Problems to solve
**A)** According to the YARN-5677 issue comment, how long did the active-active state last in the reporter's testing before it was killed?
**B)** Please write the next part of the YARN-5677 issue comment, picking up after its final line.

You are viewing a plain text version of this content. The canonical link for it is here.

Posted to yarn-issues@hadoop.apache.org by "Karthik Kambatla (JIRA)" <ji...@apache.org> on 2016/10/04 19:01:20 UTC

[jira] [Commented] (YARN-5677) RM can be in active-active state for an extended period

    [ https://issues.apache.org/jira/browse/YARN-5677?page=com.atlassian.jira.plugin.system.issuetabpanels:comment-tabpanel&focusedCommentId=15546317#comment-15546317 ] 

Karthik Kambatla commented on YARN-5677:
----------------------------------------

Meaningful implementation for {{enterNeutralMode}} makes a lot of sense. Sorry for not filing a JIRA for the TODO I added years ago.

The patch here makes sense. My one concern is with letting the outstanding task run even after canceling the timer, especially when canceled as part of becomeActive. 

[~templedf] - in an offline conversation, you mentioned running into issues with the VerifyActiveStatusThread being stuck on transition to standby. Is the plan to fix that too in this JIRA? Or, to take care of it as a follow-up? 


> RM can be in active-active state for an extended period
> -------------------------------------------------------
>
>                 Key: YARN-5677
>                 URL: https://issues.apache.org/jira/browse/YARN-5677
>             Project: Hadoop YARN
>          Issue Type: Bug
>          Components: resourcemanager
>    Affects Versions: 3.0.0-alpha1
>            Reporter: Daniel Templeton
>            Assignee: Daniel Templeton
>            Priority: Critical
>         Attachments: YARN-5677.001.patch
>
>
> In trunk, there is no maximum number of retries that I see.  It appears the connection will be retried forever, with the active never figuring out it's no longer active.  In my testing, the active-active state lasted almost 2 hours with no sign of stopping before I killed it.  The solution appears to be to cap the number of retries or amount of time spent retrying.

Extracted records
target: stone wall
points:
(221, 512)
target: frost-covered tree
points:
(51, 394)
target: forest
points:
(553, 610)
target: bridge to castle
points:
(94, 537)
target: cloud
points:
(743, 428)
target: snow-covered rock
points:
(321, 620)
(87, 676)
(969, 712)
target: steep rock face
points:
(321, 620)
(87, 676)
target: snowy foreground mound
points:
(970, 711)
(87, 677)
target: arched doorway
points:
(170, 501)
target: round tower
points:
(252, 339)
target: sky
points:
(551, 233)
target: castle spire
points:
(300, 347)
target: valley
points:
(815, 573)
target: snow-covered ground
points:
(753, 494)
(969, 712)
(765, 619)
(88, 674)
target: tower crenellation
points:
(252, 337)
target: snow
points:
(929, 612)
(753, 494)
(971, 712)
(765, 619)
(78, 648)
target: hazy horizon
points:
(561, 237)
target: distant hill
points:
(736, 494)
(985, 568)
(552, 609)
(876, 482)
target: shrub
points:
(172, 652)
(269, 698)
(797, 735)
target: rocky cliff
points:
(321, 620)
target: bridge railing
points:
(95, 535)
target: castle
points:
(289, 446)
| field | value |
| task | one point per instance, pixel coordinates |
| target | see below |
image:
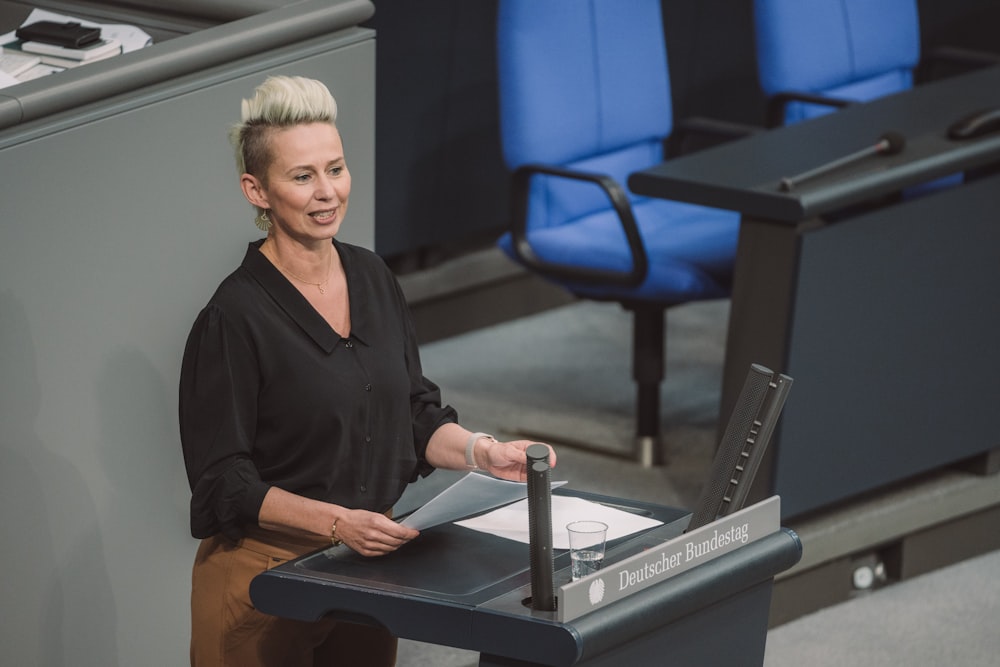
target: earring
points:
(262, 221)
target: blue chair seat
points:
(690, 250)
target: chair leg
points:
(648, 372)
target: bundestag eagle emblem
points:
(596, 591)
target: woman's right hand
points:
(371, 533)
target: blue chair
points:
(584, 102)
(817, 56)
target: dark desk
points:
(883, 308)
(457, 587)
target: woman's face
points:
(307, 182)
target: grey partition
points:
(120, 211)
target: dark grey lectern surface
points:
(457, 587)
(883, 307)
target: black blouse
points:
(271, 395)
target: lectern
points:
(457, 587)
(881, 305)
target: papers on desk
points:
(512, 521)
(124, 38)
(471, 494)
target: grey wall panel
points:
(119, 219)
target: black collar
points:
(296, 305)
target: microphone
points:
(540, 528)
(889, 143)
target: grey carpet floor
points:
(564, 376)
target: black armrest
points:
(520, 188)
(944, 61)
(716, 131)
(776, 105)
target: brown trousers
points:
(227, 631)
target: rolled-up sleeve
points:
(427, 412)
(218, 403)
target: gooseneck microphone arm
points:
(889, 143)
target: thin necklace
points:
(320, 286)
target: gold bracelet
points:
(470, 449)
(333, 535)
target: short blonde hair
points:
(280, 102)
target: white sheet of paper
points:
(471, 494)
(512, 521)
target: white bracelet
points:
(470, 449)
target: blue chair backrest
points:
(850, 49)
(584, 84)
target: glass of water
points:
(586, 546)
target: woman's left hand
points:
(509, 460)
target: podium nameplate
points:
(653, 566)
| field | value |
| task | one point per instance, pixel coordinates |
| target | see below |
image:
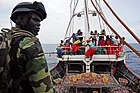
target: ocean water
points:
(132, 60)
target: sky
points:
(53, 28)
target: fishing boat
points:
(98, 69)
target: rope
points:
(71, 17)
(132, 48)
(128, 29)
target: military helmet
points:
(25, 7)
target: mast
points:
(87, 28)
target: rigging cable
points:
(103, 16)
(71, 19)
(99, 18)
(132, 48)
(128, 29)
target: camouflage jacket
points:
(30, 60)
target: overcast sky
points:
(53, 28)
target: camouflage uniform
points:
(28, 65)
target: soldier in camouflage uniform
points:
(28, 66)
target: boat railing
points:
(100, 50)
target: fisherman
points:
(28, 66)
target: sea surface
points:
(132, 60)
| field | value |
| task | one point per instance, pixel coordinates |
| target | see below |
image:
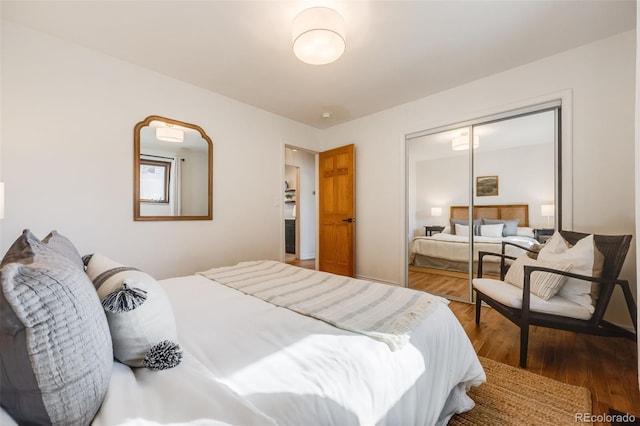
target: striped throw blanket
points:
(383, 312)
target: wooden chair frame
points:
(614, 249)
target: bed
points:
(247, 361)
(448, 250)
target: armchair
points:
(523, 308)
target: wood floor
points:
(608, 367)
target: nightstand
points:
(430, 230)
(543, 234)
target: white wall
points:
(601, 78)
(67, 158)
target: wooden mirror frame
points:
(136, 170)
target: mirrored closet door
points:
(473, 185)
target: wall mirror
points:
(488, 171)
(173, 171)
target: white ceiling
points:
(397, 51)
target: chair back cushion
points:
(543, 284)
(586, 260)
(510, 295)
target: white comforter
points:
(456, 247)
(247, 362)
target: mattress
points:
(248, 362)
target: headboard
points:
(498, 211)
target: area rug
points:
(513, 396)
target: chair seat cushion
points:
(511, 296)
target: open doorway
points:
(300, 207)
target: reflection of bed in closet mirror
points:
(518, 152)
(173, 170)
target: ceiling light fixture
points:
(461, 143)
(169, 134)
(318, 35)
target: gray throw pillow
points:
(55, 346)
(65, 247)
(510, 225)
(141, 321)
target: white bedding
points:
(455, 248)
(247, 362)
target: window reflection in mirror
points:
(172, 171)
(514, 167)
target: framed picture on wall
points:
(486, 186)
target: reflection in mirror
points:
(173, 164)
(514, 176)
(438, 178)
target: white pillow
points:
(586, 260)
(462, 230)
(543, 284)
(494, 231)
(139, 313)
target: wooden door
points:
(337, 211)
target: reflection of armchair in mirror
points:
(173, 170)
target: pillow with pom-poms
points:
(141, 321)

Exercise responses
**A)** Almost 2 hours.

**B)**
> This issue is significant because of the asynchronous nature of job submission.  If the active doesn't know it's not active, it will buffer up job submissions until it finally realizes it has become the standby. Then it will fail all the job submissions in bulk. In high-volume workflows, that behavior can create huge mass job failures.
> This issue is also important because the node managers will not fail over to the new active until the old active realizes it's the standby.  Workloads submitted after the old active loses contact with ZK will therefore fail to be executed regardless of which RM the clients contact.



--
This message was sent by Atlassian JIRA
(v6.3.4#6332)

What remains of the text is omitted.